Passage for review below:

The e-ink panel apparently requires +15V and -15V to drive it (a total swing of 30V).
They had a goal of 21 hours of battery life. Actually due to the rate at which lithium secondary batteries decay they need to do better than that to meet the runtime spec for the warranty period of the device. A lithium secondary battery left on charger most of the time at 25C will decay 20% in one year, at 40C is will decay 35%.
To drive that big swing efficiently you want the highest battery voltage you can get away with. Since the photos reveal two 3.7V batteries my guess is that iRex is running them in series to produce a nominal 7.4V head into their switching power supply circuit.
The other technical challenge is the battery itself. Lithium batteries require a constant current charge (usually .7C where C is the mAH rating of the battery) until they reach 4.2V per cell. At this point the battery is roughly 70% charged. You then switch to constant voltage mode and let the current drop until you reach 10% of the initial constant charge current. At that point a sane charger stops.
So what does all this mean?
To charge two cells to the switch over voltage you would need a charger capable of pumping .7C into 8.4V. Rumor has it the batteries in the iLiad as 1100mAH so that's .77A at 8.4V or 6.468W of energy (ignoring losses in the charger circuit itself, and any juice the iLiad itself is using to operate.)

End of Passage for review.
Provided data below:

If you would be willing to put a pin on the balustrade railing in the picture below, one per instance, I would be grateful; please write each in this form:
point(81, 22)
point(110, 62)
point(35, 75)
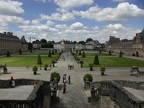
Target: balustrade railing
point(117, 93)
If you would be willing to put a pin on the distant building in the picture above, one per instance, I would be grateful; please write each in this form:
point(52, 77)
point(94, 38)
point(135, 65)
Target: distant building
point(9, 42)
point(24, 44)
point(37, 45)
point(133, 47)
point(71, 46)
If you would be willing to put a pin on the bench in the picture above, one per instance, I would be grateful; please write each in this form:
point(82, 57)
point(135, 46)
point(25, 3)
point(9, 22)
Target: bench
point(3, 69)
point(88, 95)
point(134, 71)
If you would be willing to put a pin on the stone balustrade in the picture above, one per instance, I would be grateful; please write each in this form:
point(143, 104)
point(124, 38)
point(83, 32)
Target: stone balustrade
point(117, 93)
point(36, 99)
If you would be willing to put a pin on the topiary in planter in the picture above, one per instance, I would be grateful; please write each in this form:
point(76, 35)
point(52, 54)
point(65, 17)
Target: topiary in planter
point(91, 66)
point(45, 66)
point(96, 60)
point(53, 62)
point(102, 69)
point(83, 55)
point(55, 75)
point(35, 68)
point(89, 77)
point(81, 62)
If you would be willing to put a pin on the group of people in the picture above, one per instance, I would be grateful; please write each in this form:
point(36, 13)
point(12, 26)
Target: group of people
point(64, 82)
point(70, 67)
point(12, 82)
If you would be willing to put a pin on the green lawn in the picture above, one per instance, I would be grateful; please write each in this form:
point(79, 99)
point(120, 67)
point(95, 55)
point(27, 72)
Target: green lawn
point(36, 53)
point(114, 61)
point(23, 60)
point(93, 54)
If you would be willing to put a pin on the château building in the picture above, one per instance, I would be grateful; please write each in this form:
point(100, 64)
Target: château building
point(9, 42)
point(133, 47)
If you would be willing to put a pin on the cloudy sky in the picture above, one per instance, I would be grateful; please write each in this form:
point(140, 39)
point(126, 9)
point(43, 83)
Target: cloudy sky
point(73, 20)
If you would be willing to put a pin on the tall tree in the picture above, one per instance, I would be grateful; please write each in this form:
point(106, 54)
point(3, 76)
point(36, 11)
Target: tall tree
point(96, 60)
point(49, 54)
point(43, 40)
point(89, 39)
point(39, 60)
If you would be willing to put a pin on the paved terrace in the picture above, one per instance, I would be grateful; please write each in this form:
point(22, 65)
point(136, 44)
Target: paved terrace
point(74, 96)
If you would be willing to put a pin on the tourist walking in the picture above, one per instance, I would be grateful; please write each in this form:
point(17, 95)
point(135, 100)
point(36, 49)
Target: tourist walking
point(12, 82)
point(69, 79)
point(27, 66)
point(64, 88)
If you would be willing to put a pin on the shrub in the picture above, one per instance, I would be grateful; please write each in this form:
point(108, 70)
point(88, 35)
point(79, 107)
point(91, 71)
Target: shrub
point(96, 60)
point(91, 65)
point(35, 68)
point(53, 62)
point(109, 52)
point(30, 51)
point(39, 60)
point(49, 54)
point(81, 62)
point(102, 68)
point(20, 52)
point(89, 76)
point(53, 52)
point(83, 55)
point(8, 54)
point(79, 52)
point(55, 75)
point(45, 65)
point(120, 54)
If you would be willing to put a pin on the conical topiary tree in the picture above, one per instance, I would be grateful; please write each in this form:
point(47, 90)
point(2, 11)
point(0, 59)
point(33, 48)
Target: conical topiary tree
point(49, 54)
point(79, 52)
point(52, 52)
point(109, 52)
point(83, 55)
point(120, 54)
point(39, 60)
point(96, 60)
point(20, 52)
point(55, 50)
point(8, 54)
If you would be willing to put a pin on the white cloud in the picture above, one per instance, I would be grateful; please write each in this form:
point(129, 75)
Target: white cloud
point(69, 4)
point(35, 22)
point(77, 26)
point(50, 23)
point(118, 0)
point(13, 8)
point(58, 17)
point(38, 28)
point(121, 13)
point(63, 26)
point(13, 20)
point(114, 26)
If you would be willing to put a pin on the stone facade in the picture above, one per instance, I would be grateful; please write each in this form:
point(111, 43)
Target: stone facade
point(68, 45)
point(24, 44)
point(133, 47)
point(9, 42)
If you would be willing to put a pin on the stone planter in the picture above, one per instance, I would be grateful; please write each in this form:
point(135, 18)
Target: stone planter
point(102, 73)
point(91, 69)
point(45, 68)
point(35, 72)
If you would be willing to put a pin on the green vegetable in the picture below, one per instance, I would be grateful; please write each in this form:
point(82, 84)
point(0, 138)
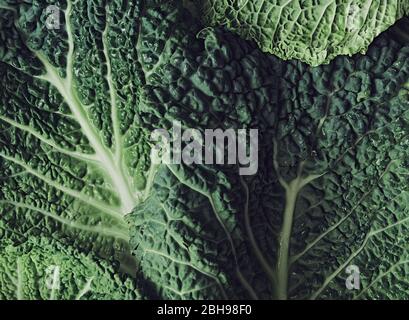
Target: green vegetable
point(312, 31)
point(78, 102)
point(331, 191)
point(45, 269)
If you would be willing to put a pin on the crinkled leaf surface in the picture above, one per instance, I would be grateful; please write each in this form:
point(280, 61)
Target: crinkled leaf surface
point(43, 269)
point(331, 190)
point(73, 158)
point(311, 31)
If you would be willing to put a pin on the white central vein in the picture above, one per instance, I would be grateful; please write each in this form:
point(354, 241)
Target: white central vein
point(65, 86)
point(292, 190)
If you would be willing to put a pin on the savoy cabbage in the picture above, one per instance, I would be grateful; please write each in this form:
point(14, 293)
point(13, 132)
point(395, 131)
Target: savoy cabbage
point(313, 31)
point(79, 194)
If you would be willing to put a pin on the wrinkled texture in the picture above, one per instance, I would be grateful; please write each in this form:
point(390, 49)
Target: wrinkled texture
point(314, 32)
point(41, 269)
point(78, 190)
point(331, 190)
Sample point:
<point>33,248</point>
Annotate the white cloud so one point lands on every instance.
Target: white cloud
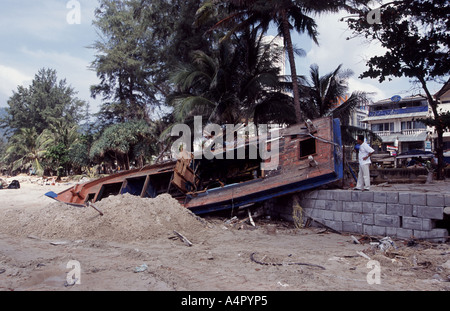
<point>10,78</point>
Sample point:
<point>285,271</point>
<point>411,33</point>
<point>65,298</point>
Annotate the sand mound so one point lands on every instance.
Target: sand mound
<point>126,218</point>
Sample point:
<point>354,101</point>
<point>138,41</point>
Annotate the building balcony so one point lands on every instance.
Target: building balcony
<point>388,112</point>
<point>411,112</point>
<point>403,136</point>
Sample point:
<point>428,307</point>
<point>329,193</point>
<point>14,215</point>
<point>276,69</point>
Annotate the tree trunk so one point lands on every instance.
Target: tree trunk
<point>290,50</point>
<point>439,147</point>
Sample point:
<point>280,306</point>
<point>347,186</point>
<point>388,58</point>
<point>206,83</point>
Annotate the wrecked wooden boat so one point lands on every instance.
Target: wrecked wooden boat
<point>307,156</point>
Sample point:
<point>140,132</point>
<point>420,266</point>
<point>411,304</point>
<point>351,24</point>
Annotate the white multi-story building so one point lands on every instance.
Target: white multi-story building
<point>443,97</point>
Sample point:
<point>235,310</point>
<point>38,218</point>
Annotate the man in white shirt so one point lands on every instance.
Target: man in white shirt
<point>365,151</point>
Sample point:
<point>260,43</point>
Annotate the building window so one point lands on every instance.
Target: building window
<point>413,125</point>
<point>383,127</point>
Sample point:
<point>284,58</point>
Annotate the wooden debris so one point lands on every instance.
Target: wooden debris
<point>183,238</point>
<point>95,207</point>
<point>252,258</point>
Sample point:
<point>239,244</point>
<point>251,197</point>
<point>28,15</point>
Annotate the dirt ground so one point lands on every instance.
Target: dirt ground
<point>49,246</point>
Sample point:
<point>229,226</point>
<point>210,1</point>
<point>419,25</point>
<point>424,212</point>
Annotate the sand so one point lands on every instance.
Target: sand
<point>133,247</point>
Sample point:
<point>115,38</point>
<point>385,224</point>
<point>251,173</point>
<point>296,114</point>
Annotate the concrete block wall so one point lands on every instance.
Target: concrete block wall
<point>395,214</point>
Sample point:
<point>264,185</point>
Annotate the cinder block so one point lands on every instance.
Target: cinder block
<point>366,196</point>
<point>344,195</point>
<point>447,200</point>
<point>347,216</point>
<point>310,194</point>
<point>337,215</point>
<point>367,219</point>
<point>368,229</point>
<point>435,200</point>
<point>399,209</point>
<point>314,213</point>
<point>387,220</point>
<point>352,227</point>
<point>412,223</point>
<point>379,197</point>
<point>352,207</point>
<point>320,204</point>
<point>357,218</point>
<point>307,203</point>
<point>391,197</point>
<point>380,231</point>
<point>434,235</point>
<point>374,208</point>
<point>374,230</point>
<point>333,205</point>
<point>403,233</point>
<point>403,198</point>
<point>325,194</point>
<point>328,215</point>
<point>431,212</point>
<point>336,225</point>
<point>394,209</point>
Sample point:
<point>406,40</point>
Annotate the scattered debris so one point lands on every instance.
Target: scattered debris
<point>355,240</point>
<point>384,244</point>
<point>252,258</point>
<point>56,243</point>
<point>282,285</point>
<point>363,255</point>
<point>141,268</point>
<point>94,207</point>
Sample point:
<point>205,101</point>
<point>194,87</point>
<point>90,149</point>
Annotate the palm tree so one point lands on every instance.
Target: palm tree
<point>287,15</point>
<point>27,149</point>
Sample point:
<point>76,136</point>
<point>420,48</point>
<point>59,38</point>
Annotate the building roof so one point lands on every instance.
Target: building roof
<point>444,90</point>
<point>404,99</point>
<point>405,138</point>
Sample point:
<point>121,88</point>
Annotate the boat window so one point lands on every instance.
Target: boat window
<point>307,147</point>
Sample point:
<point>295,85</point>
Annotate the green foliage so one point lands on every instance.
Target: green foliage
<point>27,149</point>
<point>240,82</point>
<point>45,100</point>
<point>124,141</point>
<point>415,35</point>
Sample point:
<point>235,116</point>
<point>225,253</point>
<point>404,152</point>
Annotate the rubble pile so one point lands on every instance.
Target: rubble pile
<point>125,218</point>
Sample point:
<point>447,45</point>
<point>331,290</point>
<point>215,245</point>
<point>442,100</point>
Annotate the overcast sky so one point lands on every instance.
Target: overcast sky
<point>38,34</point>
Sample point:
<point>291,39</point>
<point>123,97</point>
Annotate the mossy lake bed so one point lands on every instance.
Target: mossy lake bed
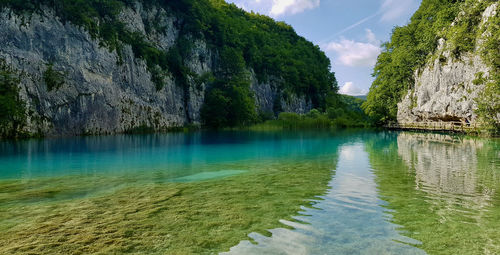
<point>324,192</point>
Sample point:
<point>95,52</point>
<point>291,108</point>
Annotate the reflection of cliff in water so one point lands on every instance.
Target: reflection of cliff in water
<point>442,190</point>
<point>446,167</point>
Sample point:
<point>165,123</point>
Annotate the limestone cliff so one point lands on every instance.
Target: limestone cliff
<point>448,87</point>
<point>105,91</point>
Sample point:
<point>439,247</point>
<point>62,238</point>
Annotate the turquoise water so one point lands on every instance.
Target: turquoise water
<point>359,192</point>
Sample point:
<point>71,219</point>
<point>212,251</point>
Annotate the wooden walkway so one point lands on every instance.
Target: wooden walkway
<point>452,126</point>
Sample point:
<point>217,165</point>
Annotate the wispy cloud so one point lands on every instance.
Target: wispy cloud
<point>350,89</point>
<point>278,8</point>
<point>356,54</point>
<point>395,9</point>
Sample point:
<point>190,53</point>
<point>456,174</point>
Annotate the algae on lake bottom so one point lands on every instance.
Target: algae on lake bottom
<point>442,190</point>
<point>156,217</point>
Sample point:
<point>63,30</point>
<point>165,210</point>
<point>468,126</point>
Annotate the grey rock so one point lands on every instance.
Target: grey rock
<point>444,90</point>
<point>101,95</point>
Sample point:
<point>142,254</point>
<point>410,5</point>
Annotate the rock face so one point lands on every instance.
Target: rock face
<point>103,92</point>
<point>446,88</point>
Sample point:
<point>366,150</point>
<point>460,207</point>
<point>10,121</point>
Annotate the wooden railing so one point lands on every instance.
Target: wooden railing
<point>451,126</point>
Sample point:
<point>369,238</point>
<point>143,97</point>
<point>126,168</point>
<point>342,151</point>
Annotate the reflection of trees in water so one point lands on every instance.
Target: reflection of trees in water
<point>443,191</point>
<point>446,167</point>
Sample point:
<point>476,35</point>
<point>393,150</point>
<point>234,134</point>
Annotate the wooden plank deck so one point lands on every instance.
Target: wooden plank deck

End of Provided data.
Provided data below:

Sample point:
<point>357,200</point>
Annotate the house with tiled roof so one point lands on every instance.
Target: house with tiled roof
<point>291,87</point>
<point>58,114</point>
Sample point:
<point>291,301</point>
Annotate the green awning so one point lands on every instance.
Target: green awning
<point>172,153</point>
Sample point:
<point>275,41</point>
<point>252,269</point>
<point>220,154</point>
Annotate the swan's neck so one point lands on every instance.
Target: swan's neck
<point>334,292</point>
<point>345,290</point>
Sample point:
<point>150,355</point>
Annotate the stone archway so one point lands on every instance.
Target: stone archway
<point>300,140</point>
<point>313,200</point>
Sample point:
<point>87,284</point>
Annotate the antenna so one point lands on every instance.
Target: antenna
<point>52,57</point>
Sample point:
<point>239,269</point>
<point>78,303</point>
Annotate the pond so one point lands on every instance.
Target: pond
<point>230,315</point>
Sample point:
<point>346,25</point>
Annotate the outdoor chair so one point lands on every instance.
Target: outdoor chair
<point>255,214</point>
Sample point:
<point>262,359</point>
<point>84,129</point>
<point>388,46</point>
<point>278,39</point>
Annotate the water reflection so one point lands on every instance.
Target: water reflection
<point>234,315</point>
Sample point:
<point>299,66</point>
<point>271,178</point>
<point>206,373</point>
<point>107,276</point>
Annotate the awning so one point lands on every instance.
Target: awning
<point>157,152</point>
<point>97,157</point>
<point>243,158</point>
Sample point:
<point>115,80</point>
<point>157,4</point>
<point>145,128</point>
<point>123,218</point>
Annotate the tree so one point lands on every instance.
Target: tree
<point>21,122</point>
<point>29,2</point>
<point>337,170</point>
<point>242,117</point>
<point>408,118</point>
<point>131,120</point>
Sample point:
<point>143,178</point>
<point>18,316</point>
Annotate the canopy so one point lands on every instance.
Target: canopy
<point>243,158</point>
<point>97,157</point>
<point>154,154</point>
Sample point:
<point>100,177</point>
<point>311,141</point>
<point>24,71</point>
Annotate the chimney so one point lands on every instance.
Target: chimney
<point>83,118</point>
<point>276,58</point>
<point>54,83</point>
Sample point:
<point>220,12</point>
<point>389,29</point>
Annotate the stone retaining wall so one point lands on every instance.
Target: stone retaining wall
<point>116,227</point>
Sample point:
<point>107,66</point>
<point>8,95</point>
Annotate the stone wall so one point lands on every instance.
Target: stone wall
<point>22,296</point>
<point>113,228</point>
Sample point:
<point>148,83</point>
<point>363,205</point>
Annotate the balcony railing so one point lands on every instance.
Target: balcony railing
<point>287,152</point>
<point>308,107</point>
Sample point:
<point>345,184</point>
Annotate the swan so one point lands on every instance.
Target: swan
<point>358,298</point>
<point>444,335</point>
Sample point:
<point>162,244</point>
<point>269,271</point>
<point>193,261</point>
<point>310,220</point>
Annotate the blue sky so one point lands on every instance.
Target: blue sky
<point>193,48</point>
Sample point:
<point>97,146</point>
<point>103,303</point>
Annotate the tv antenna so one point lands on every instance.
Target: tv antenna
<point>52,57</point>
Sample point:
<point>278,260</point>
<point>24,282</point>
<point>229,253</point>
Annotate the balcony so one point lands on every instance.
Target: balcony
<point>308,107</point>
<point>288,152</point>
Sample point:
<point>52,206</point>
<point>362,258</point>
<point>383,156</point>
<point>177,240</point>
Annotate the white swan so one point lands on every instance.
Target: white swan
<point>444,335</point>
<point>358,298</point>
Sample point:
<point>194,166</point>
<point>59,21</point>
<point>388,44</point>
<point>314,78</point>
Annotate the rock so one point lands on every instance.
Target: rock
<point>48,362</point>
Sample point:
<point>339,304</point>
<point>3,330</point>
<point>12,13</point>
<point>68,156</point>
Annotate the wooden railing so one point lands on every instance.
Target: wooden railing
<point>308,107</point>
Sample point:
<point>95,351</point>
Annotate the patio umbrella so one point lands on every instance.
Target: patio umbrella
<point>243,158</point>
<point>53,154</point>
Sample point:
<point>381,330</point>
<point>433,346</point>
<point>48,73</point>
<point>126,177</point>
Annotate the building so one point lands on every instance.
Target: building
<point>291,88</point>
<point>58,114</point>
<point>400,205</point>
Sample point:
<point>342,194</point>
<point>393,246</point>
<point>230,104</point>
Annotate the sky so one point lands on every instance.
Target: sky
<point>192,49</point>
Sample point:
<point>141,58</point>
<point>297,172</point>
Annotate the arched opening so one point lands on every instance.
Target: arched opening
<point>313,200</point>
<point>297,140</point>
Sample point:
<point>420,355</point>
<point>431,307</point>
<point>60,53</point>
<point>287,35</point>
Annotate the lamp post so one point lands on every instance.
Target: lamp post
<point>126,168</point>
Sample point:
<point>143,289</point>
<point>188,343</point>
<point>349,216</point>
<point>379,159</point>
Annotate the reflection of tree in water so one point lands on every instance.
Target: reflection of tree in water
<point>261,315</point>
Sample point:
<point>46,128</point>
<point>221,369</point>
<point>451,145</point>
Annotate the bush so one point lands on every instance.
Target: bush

End of Provided data.
Provided data below:

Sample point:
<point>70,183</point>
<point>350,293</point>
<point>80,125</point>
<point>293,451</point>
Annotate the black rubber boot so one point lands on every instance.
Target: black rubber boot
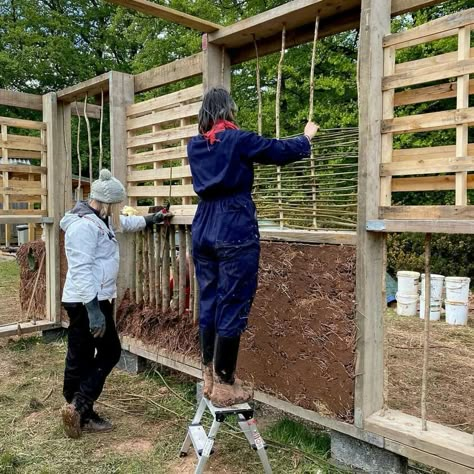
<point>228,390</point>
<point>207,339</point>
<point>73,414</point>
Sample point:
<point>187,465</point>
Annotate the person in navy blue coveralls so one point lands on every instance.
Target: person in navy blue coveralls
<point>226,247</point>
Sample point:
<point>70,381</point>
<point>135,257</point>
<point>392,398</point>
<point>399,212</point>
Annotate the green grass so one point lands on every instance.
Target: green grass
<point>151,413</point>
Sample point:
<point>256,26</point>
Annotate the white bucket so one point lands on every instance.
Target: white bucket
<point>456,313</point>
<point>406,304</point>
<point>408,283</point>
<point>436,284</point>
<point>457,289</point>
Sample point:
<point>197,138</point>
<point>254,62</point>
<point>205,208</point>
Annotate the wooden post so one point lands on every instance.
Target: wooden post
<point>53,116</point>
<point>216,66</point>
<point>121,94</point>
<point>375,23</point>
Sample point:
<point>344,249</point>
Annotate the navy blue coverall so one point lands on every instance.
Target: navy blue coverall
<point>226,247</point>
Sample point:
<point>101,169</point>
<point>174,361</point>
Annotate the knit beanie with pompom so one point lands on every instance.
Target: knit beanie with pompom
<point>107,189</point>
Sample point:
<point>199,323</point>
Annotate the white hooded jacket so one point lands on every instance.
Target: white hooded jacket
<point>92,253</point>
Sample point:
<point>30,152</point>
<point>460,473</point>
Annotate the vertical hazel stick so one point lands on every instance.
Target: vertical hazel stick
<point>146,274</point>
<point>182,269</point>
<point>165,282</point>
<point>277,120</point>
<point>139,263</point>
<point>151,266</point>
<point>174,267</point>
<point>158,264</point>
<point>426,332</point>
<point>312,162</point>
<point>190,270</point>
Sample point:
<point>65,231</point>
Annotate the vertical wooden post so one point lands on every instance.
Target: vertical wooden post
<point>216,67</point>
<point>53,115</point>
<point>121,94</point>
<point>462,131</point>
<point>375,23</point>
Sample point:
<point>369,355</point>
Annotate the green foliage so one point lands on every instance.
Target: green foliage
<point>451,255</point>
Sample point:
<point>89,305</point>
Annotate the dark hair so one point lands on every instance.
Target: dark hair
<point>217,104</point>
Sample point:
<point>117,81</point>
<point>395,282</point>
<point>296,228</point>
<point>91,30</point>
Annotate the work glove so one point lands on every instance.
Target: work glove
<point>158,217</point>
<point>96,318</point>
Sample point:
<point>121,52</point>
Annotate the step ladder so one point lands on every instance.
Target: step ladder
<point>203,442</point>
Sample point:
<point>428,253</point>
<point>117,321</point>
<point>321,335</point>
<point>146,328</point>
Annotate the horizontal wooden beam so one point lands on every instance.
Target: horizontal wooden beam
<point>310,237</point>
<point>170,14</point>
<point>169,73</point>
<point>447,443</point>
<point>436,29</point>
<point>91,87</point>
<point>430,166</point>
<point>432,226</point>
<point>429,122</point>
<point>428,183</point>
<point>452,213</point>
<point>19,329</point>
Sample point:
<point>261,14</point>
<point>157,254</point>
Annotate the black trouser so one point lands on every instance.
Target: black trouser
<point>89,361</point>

End of Provided data.

» **To do**
A – In the text on the iLiad's battery and power supply, what voltages does the e-ink panel require?
B – Carry on the text on the iLiad's battery and power supply, starting after its final sentence.

» **Answers to the tasks**
A – +15V and -15V, a total swing of 30V.

B –
Supporting evidence: charger voltage specification given by jan in the iRex forum was 9V to 15V with max current draw of 1A. Covers the battery specs I propose above.
What can USB supply? Normally a USB port will supply up to 500ma at 5V. Thus USB can supply 2.5W of energy: not enough to charge the iLiad battery pack.
Motorola and others have a super-USB spec where they can source up to 1.5A at 5V. This would supply 7.5W of energy which would seem sufficient to charge the iLiad's battery. But to achieve the needed voltage the iLiad would need to boost the 5V to over the needed 8.4V in order to use it to charge the battery. This boost switching supply would be doing good to achieve 80% efficiency... .8 * 7.5W = 6W not enough juice.
Also keep in mind, that's using an external super charger, not a computer's USB port , or a regular car charger or regular cell phone wall brick charger e.g. you might as well use the iLiad charger.